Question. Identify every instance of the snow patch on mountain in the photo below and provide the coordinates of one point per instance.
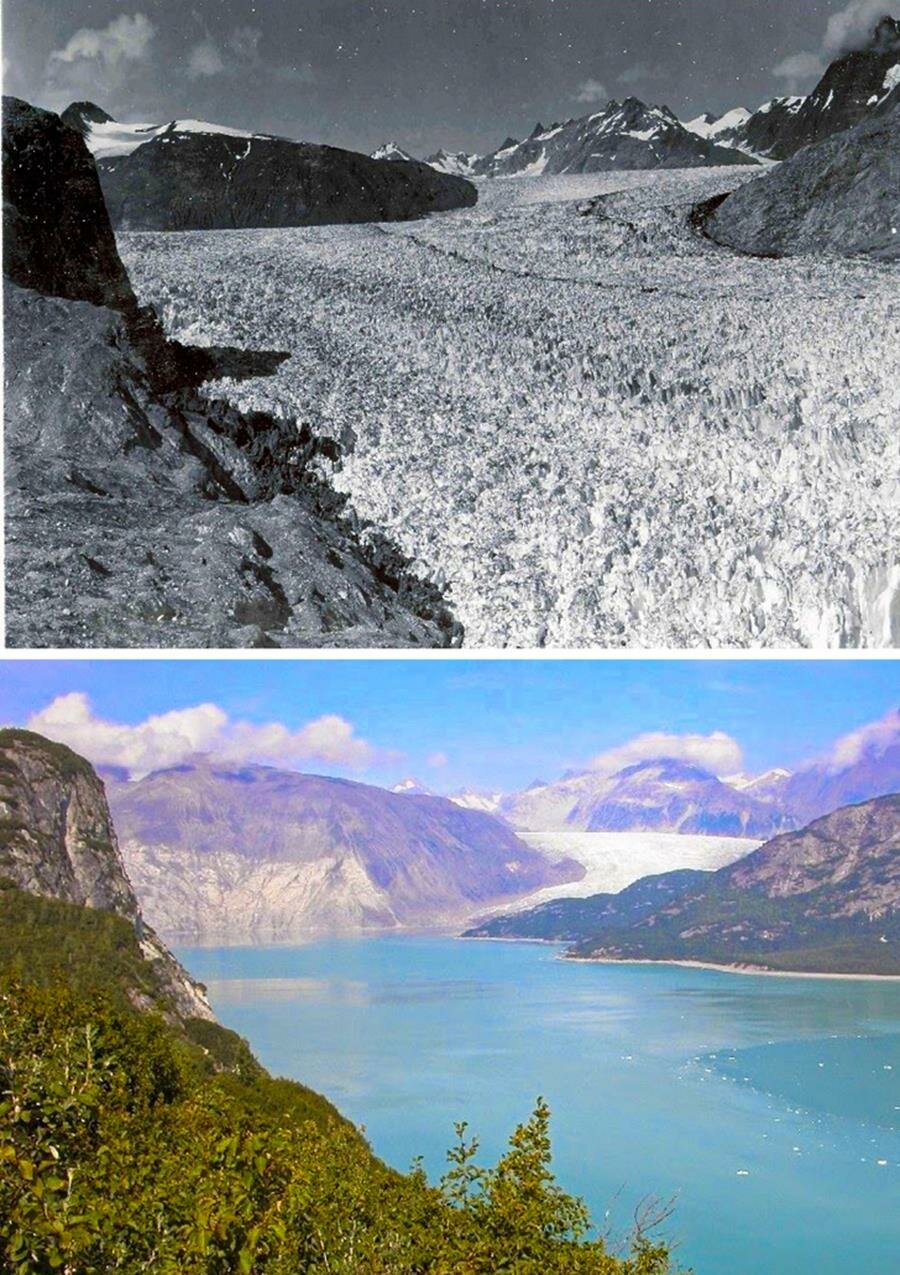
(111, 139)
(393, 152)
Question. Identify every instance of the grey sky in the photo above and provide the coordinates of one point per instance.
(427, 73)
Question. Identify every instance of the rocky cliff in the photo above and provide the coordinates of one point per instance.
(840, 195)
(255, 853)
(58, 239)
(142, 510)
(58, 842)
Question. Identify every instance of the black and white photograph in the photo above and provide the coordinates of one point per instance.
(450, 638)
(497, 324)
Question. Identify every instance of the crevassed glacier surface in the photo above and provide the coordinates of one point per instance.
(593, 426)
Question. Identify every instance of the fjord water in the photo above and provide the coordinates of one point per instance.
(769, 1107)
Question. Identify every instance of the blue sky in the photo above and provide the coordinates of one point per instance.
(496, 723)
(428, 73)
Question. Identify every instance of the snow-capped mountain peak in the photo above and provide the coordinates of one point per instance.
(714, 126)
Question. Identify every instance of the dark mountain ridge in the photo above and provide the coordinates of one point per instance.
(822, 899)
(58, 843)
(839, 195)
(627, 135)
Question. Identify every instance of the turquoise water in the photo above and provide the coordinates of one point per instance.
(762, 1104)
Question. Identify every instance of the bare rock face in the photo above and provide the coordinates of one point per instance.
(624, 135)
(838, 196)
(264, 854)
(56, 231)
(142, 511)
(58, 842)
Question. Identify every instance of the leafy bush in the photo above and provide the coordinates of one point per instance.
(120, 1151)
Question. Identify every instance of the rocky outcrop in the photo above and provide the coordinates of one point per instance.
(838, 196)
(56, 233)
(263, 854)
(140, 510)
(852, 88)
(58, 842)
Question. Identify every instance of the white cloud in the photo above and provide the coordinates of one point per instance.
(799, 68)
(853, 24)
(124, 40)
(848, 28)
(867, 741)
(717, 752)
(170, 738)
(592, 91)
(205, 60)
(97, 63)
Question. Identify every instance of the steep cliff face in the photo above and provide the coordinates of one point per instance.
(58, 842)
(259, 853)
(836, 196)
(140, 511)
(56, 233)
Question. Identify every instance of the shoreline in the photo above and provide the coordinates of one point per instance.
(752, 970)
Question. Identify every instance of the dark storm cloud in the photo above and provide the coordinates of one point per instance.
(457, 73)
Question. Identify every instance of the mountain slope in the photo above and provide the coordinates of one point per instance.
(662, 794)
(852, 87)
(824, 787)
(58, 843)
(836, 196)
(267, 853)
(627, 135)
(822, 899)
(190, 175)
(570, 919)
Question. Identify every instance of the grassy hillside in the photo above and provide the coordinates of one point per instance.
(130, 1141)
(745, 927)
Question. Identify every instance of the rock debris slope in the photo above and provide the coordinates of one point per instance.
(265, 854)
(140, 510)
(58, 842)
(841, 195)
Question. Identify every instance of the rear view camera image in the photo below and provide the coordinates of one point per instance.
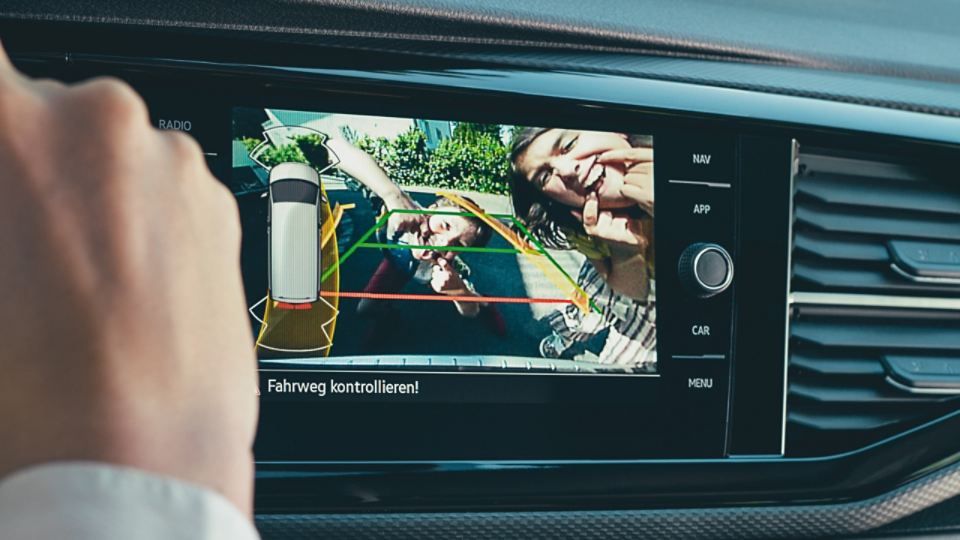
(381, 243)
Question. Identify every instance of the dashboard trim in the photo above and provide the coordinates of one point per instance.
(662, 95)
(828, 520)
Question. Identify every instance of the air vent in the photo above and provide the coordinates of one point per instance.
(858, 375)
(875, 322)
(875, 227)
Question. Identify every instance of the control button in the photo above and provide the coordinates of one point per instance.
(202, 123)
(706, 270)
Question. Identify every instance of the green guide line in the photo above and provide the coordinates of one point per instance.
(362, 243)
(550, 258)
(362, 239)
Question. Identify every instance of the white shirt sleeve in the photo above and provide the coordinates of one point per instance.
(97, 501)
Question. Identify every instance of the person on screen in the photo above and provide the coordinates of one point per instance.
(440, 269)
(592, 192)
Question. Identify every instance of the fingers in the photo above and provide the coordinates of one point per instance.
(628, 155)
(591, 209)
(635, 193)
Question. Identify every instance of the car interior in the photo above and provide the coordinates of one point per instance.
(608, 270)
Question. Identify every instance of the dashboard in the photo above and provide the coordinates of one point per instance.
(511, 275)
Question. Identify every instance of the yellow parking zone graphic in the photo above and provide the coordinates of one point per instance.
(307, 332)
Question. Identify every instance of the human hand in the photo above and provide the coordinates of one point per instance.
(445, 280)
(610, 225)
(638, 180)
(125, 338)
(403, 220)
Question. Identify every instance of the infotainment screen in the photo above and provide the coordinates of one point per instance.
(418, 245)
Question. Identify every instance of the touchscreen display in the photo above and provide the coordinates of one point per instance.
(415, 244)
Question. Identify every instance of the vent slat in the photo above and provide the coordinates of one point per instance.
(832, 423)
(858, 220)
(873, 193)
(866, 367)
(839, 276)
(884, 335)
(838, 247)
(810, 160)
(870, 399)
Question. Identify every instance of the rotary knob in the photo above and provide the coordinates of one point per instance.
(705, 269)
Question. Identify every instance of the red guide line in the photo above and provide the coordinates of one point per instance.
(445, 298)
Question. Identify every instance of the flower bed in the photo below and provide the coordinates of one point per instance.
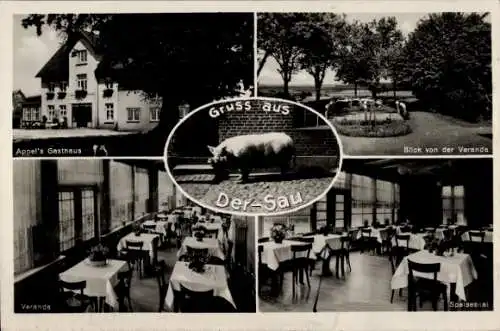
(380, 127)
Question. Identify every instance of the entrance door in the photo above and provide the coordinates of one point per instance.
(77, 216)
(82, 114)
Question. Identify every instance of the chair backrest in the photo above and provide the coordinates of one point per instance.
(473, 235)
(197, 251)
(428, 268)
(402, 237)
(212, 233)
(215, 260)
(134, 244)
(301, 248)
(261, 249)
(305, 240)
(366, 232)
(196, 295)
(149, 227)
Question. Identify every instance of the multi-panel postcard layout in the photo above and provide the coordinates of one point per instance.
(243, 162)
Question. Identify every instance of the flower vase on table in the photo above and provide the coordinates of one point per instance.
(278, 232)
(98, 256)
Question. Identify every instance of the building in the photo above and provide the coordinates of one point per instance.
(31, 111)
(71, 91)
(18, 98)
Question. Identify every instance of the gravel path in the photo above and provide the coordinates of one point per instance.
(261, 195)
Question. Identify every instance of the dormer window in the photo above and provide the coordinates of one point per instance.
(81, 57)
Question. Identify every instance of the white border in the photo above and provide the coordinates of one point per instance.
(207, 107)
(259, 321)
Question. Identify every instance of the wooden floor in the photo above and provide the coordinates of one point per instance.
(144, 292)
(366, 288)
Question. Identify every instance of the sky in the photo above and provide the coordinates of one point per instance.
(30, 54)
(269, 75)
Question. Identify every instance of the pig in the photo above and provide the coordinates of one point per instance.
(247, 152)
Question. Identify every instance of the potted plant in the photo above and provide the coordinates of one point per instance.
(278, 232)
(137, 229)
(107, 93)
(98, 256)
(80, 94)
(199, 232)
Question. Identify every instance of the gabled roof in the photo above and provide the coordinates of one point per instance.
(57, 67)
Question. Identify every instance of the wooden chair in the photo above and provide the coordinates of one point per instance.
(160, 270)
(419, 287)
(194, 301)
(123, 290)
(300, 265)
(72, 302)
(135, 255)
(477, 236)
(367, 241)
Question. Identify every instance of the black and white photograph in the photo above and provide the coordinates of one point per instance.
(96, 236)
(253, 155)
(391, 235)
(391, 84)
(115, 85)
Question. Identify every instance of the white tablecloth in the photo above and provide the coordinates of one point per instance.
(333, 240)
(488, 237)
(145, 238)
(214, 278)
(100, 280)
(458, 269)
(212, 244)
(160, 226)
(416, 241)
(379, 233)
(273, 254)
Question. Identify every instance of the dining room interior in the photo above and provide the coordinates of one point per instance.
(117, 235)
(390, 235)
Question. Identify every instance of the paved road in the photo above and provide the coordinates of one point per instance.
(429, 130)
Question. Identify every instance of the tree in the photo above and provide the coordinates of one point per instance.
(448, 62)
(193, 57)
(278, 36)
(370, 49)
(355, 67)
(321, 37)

• **WORK TO DO**: Restate each line of the records exactly; pictures do not belong in the copy.

• **RESULT FOR THIS TASK**:
Question. Identify every instance of the snow patch on mountain in the photo below and provide the coordinates of one point per instance.
(111, 139)
(393, 152)
Question. Identify every instance of the grey sky in the photo above and provide the coordinates of one point per instance.
(427, 73)
Question. Identify every instance of the rocky cliff in the photo above and provide the coordinates of one point per instance.
(840, 195)
(255, 853)
(58, 239)
(142, 510)
(58, 842)
Question. Identify every instance of the black and white photograph in the photo above and provide the coordinates of one point per instance.
(450, 638)
(497, 324)
Question. Identify every instance of the crevassed glacier surface in the photo above and provide the coordinates of one point per instance.
(593, 426)
Question. Identify every instance of the fjord water in the photo above and provide the coordinates of one point per instance.
(769, 1107)
Question. Identify every instance of the blue sky in the photo above and provide the coordinates of one point per instance.
(496, 723)
(428, 73)
Question. Identify every instance of the snow-capped mountain peak in the photo above and provide the coordinates of one point per instance.
(714, 126)
Question. Identify every instance of the dark mountain ridge in the photo above and provide the coordinates of one point per instance.
(822, 899)
(58, 843)
(839, 195)
(627, 135)
Question. Identify every instance of the turquoise water in the photo above and provide the coordinates of one point per instance.
(762, 1104)
Question. Identify every instance of the bare rock face in the photo above and provide the coordinates of one point per instance.
(624, 135)
(838, 196)
(264, 854)
(56, 231)
(142, 511)
(58, 842)
Question. Identify every instance of the leafy bush in the photo above and provide the coordinates of one point per instance.
(120, 1151)
Question. Identify every instance of the rocky outcrop in the photo above and provide the coordinates of one point per instance.
(838, 196)
(56, 233)
(263, 854)
(140, 510)
(852, 88)
(58, 842)
Question. Identify every instance of the white cloud in the photo above and provide the coordinates of one point per instance.
(799, 68)
(853, 24)
(124, 40)
(848, 28)
(867, 741)
(717, 752)
(170, 738)
(592, 91)
(205, 60)
(97, 63)
Question. Identify every instance of the steep cliff face in the photo above and provide the coordinates of one point per instance.
(58, 842)
(259, 853)
(836, 196)
(140, 511)
(56, 233)
Question. Identify every instance of the shoreline in the photo above and provide the coordinates of one point per instance.
(752, 970)
Question. Identify every instance of the dark storm cloud in the photo above and provide the coordinates of one point per instance.
(457, 73)
Question. Identify every instance of the mountain slope in the photo above and provide the coordinates of one point per instance.
(662, 794)
(852, 87)
(824, 787)
(58, 843)
(836, 196)
(267, 853)
(627, 135)
(822, 899)
(190, 175)
(570, 919)
Question. Identify every instance of the grassy hillside in the photo above and provide the coordinates of one point per instance.
(130, 1141)
(745, 927)
Question. Identify every instance of the rock debris slope in the photo above and provide the coordinates of one point per instance.
(265, 854)
(140, 510)
(58, 842)
(841, 195)
Question. Identify every instance of the rear view camera image in the photo below and provide the coordinates of one point per instance.
(381, 243)
Question. Identify every instance of the dashboard trim in the photo above and provide the coordinates of one point per instance.
(662, 95)
(828, 520)
Question. Identify every instance of the air vent in the photo above and provide the coordinates of one point per instance.
(858, 375)
(875, 322)
(875, 227)
Question. Identify every instance of the control button in the photo above and provide the coordinates of one point per instance.
(202, 123)
(706, 270)
Question. Identify every instance of the green guide line in the photo above and provide the coordinates of one point per instance.
(362, 243)
(550, 258)
(362, 239)
Question. Identify every instance of the white shirt sleeve in the photo above and provide the coordinates of one point per instance.
(97, 501)
Question. Identify every instance of the person on screen in the photo above and provide the coordinates of one point per instance.
(440, 269)
(592, 192)
Question. Identify every instance of the fingers in the photo above and provide the coordinates of one point per instance.
(628, 155)
(591, 209)
(635, 193)
Question. Identify every instance of the car interior in the photo above and provide the coordinates of one point per instance.
(608, 270)
Question. Identify every instance of the dashboard in the photo above and provide the coordinates of one point per instance.
(511, 275)
Question. Identify every instance of the yellow parking zone graphic in the photo above and provide the coordinates of one point per instance.
(307, 332)
Question. Identify every instance of the human hand in the photo above and provide the coordinates of one point per instance.
(445, 280)
(610, 225)
(638, 180)
(125, 338)
(403, 220)
Question. Identify every instance of the infotainment screen in the photo above and provide the coordinates of one point per instance.
(418, 245)
Question. Identify every instance of the touchscreen display in the photo above and provide the coordinates of one point per instance.
(415, 244)
Question. Identify every instance of the vent slat in the photo above and provide the coordinates of one point per instance.
(832, 423)
(858, 220)
(873, 193)
(866, 367)
(839, 276)
(884, 335)
(838, 247)
(810, 160)
(870, 399)
Question. Identify every instance of the rotary knob in the photo above and provide the coordinates of one point per instance.
(705, 269)
Question. Identify every instance of the red guide line in the photo above and provide the coordinates of one point per instance.
(445, 298)
Question. Identify every instance of the flower bed in the photo below and provide the coordinates of one point per instance.
(380, 127)
Question. Identify every instance of the entrance door in the photo above and provide the coordinates of one point per instance.
(77, 216)
(82, 114)
Question. Identify every instance of the chair backrest in the photo above and provide the coordinates of one point per instance.
(473, 235)
(197, 251)
(428, 268)
(402, 237)
(212, 233)
(215, 260)
(134, 244)
(301, 248)
(261, 249)
(305, 240)
(366, 232)
(196, 295)
(149, 227)
Question. Identify every instance of the multi-panel postcard layout in the photo above and provide the coordinates of one point per instance.
(243, 162)
Question. Identify every instance of the flower vase on table in the photo above and provide the coordinates of one point per instance.
(278, 232)
(98, 256)
Question. Identify every instance of the building in the photo above and provide the coordinates of one point per instance.
(31, 111)
(71, 91)
(18, 98)
Question. Identify every instance of the gravel path in the photo above and provide the coordinates of one point per instance.
(261, 195)
Question. Identify every instance of the dormer window in the photo above and provide the coordinates of one point per instance.
(81, 57)
Question. Identify every instance of the white border in the photo above and provide the coordinates of one point per instance.
(207, 107)
(259, 321)
Question. Identify every instance of the wooden floor in the photo above and provide the coordinates of one point per instance.
(144, 292)
(366, 288)
Question. Identify every instance of the sky in the photo above and provide the coordinates of one point per instance.
(30, 54)
(269, 75)
Question. Identify every instance of the pig in the photo above and provide the coordinates of one point per instance.
(247, 152)
Question. Identify every instance of the potted plant in the photo above and provide the coordinates of one point per instance.
(278, 232)
(137, 229)
(107, 93)
(98, 256)
(80, 94)
(199, 232)
Question. Identify every instance of the gabled roof in the photo above and provide the coordinates of one point per instance.
(57, 67)
Question. Identify every instance of the wooden chair in the photo above and provide the coordinates of one point per instance.
(160, 270)
(419, 287)
(194, 301)
(123, 290)
(300, 265)
(72, 302)
(135, 255)
(477, 236)
(367, 241)
Question. Identify every instance of the black and white photograph in the photo above and provide the coordinates of one point per instance.
(96, 236)
(253, 155)
(391, 235)
(391, 84)
(115, 85)
Question. Identify every instance of the white tablecloth in the photo above and provide the coordinates of one point per instance.
(333, 240)
(488, 237)
(145, 238)
(214, 278)
(100, 280)
(458, 269)
(212, 244)
(160, 226)
(416, 241)
(379, 233)
(273, 254)
Question. Identify every instance of the dining room interior in the photo above and provide the coordinates of one point per instance.
(117, 235)
(390, 235)
Question. Identify every instance of the paved road in the photo above and provide the coordinates of one point per instance.
(429, 130)
Question. Identify every instance of the tree in the photo above and provide the coordinates of one point per instance.
(448, 62)
(193, 57)
(278, 36)
(370, 49)
(355, 67)
(321, 37)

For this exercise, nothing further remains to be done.